## start DOCUMENT

But SSL isn’t just serious science — it’s also a bit of fun. There’s something delightful about watching a model reconstruct missing audio or fill in the gaps of an image, almost like it’s playing puzzles at scale. That blend of rigor and playfulness is exactly why we built MK_SSL: to give you a sandbox where curiosity, research, and real-world applications all come together.
🚀 Supported Methods
🎧 Audio-based Methods
Self-supervised audio modeling has transformed speech processing by enabling models to generalize from unlabeled sound. MK_SSL includes all the major paradigms, each capturing a different angle of how machines can learn to understand sound.
Wav2Vec2
Wav2Vec2 masks segments of raw audio and predicts them using latent features. The clever trick is that it forces the model to capture contextual information in speech without needing phonetic labels. This method has shown that even with minimal annotated data, models can reach near state-of-the-art performance in automatic speech recognition. It is especially impactful for languages and domains where labeled datasets are scarce.
HuBERT
HuBERT (Hidden-Unit BERT) takes the Wav2Vec2 philosophy further. It introduces pseudo-labeling through k-means clustering of hidden representations and uses those as targets for a BERT-like masked prediction. This iterative process of clustering and prediction refines the model over time, resulting in more robust and generalizable embeddings that can transfer effectively to multiple downstream tasks.

## end DOCUMENT

*WHAT IS ASKED*
Transcribe the passage of the MK_SSL text starting with "But SSL isn’t" and going on through "to understand sound.".

## start DATA EXTRACT

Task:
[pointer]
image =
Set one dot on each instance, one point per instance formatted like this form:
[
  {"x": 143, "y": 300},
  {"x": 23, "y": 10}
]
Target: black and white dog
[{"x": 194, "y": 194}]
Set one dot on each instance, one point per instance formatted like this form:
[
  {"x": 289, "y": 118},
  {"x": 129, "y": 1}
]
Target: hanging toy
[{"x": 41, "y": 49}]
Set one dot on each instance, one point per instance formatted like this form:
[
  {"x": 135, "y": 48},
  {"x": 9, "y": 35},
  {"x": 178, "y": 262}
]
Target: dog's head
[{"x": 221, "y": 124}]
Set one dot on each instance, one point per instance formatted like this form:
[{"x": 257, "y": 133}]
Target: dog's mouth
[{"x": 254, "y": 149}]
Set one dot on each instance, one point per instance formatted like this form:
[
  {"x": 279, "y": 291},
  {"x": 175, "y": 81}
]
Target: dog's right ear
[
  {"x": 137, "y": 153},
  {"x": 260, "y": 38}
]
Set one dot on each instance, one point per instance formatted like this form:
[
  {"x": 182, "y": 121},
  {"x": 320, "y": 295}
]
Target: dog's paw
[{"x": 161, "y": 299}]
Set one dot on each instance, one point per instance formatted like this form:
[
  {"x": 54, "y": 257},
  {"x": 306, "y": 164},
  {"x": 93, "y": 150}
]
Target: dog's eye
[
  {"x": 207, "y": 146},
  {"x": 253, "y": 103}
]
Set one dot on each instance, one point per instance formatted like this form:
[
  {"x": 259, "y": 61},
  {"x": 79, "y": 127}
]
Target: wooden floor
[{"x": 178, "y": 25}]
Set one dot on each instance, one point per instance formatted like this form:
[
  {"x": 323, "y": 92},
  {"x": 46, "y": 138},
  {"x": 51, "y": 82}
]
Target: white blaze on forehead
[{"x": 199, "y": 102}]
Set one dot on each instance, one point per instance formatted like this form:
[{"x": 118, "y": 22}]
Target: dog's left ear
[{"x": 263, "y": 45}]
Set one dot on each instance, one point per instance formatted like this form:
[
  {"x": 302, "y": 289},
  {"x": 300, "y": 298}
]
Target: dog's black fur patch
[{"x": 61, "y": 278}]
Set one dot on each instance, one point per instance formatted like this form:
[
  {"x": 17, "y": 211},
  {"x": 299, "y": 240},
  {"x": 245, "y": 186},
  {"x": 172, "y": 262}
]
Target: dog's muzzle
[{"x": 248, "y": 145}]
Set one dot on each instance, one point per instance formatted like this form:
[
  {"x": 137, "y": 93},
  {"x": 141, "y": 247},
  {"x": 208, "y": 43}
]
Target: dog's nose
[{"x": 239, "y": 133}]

## end DATA EXTRACT

*TASK RESULT*
But SSL isn’t just serious science — it’s also a bit of fun. There’s something delightful about watching a model reconstruct missing audio or fill in the gaps of an image, almost like it’s playing puzzles at scale. That blend of rigor and playfulness is exactly why we built MK_SSL: to give you a sandbox where curiosity, research, and real-world applications all come together.
🚀 Supported Methods
🎧 Audio-based Methods
Self-supervised audio modeling has transformed speech processing by enabling models to generalize from unlabeled sound. MK_SSL includes all the major paradigms, each capturing a different angle of how machines can learn to understand sound.